THE PROBLEM
The answer is the full set of records, given again exactly and without images.

(Stored entries)

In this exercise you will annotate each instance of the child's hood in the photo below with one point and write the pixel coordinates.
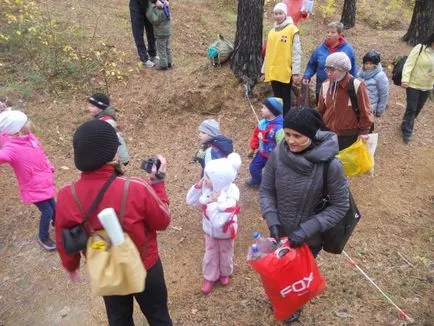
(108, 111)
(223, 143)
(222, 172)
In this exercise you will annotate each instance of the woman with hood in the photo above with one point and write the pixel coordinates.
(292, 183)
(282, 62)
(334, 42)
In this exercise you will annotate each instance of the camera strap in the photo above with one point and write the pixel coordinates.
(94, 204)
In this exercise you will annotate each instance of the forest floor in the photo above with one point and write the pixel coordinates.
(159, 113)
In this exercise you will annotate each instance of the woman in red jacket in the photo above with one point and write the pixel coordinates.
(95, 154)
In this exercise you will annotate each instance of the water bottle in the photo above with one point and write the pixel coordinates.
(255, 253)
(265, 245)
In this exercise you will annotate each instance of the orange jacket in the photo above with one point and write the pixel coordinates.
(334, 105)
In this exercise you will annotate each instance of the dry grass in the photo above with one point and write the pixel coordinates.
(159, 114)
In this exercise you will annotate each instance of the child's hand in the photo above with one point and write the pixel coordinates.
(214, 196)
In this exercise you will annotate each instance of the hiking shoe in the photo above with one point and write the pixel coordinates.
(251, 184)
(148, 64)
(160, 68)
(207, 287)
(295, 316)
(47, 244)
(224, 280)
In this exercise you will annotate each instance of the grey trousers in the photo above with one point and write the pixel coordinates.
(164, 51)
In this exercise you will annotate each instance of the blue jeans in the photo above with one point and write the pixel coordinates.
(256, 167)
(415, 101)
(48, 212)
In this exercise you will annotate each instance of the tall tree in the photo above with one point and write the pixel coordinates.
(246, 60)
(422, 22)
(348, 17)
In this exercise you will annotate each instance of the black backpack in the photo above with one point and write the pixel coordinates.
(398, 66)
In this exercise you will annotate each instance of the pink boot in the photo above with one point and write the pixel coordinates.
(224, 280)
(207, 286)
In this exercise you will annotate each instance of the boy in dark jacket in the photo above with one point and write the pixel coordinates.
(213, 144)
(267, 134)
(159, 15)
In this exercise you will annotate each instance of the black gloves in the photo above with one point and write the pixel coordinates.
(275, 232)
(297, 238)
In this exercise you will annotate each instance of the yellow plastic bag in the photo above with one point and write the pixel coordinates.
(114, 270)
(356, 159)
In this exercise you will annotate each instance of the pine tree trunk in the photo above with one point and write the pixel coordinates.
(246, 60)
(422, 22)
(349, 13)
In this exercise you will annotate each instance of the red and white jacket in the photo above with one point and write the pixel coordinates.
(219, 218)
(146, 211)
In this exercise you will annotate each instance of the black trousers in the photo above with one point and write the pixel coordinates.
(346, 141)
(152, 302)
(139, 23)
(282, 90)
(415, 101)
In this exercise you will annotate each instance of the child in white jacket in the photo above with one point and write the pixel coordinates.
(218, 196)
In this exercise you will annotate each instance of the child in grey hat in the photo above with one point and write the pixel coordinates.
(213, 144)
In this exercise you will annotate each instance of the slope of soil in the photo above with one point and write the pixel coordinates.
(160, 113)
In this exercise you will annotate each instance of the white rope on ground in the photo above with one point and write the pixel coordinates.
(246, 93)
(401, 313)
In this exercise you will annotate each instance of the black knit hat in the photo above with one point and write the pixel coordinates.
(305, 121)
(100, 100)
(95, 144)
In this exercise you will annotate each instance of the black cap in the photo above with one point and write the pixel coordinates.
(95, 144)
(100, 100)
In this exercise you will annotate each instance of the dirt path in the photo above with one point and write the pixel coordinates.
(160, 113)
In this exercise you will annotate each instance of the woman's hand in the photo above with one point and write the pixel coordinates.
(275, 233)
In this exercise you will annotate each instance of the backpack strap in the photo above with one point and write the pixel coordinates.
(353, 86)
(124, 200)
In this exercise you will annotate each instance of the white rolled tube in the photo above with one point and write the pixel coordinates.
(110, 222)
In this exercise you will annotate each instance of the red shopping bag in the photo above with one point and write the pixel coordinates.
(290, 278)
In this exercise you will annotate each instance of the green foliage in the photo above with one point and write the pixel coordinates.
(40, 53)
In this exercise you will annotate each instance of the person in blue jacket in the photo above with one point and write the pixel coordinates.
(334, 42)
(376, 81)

SOLUTION TO THIS TASK
In this exercise you will annotate each instance of the child's hood in the photo below with one point and write the pixel coordinates.
(108, 111)
(223, 143)
(222, 172)
In this exercise you will annotate each instance of the woman with hood in the photo above with one point and write the pixel coordinates.
(292, 183)
(282, 62)
(334, 42)
In this exercise you will annotate each instance of the camera strap in the photo above with one point and write the pixel coordinates.
(94, 204)
In this exercise you will annotate each instance of the forest floor in the photo above with one point and write the pixel coordinates.
(159, 113)
In this exercise you will annotate each instance of the woman in red jacket in the photo above with one point and write the pixel coordinates.
(95, 154)
In this exercise you will annotate each instance of the water bottle in the photo above with one point and write the pixel coordinates.
(255, 253)
(265, 245)
In this exercise you will annotate each instance of the orange jacket in the photo above with one point and write the pixel coordinates.
(334, 105)
In this exercise you will annotate each instance of the dry grass in the photo above with one point and write the pixel coordinates.
(159, 114)
In this exercise you will annotate each instance of the child's hand in the photo above with one point and write the pixel coordinates.
(214, 196)
In this exercise you will annotate each instance of the hiking shoe in the photo above with one point and write the pixel coordinates.
(251, 184)
(148, 64)
(160, 68)
(207, 287)
(295, 316)
(47, 244)
(224, 280)
In this exercise you will annotate each instance of the grey trousers in the photo above with one point and write the pixel coordinates.
(164, 51)
In this exercise you will annotate each instance of the blue jeans in the photo above with one point and write the pixel coordinates.
(256, 167)
(415, 101)
(48, 212)
In this exercise you will annotate each instance of the tall tree in the photo above with one point and write the pixel coordinates.
(246, 60)
(422, 22)
(348, 17)
In this exercise you will annotate each instance of the black backpack in the photo above with one point and write the pixel coordinates.
(398, 66)
In this exercise you will annotate each instance of the pink boot in the photo above with one point and write the pixel coordinates.
(224, 280)
(207, 286)
In this exercise you will annotate each instance of the boy in dark jacket in the photo above with one point and write the pixel coordinates.
(213, 144)
(267, 134)
(159, 15)
In this exercise you will annotate each instance of the black gloves in the photo above with one point and write the pixel coordinates.
(275, 232)
(297, 238)
In this exercise you will annotate each instance of the yellow plastic bag in the photo above with one point and write the pixel coordinates.
(114, 270)
(356, 159)
In this exercise you will annotate each instance of the pine tree trunk in the photo above with one point and write the pixel coordinates.
(246, 60)
(422, 22)
(349, 13)
In this exercise you will annotate each instance of the red and white jacket in the photo above with one point and write the pixel coordinates.
(219, 218)
(146, 211)
In this exercise you will annotate each instance of the black trousers in the photo above with one point and write the pixel coordinates.
(346, 141)
(152, 302)
(139, 23)
(282, 90)
(415, 101)
In this exercise you will annotate each instance of the child in white jacket in the photo above with one point and write the pixel coordinates.
(218, 196)
In this exercise you will annotate each instance of the child in grey hat in the photo above with one point and write the pixel coordinates.
(213, 144)
In this exercise you will annotate each instance of the slope of soil in the photo above with one point and write the pixel coordinates.
(160, 113)
In this exercise you will annotate each instance of the white rope on ground in the photo above with one point and write the pixel coordinates.
(246, 93)
(401, 313)
In this exercise you will annotate each instance of the black knit hat in the photo above with one point and write the pixel coordinates.
(305, 121)
(100, 100)
(95, 144)
In this exercise you will annotate each instance of the black cap in the photo above with one point and write the pixel coordinates.
(95, 144)
(100, 100)
In this exercise you will annotate each instance of the dirt path in the photo above with one point and write the pixel coordinates.
(160, 113)
In this exercise you will annotate each instance of the woman's hand in the photo above with one point and write the pixel coordinates.
(275, 233)
In this exercise you will annotate each instance of the backpack strap in the photo above with one point and write the pixel coordinates.
(353, 86)
(124, 200)
In this exercise you will annotate each instance of the white rolled tube in the photo above with one point and write the pixel coordinates.
(110, 222)
In this exercise you will annotate each instance of the red shopping bag in the photo above with one point and write the pixel coordinates.
(290, 278)
In this exercise you will annotate each instance of the green foliage in the photo above with one point and write the pixel coordinates.
(40, 53)
In this exercise you will annotate each instance of the person in blue jacket in the photo above with one point and write the pixel coordinates.
(334, 42)
(376, 81)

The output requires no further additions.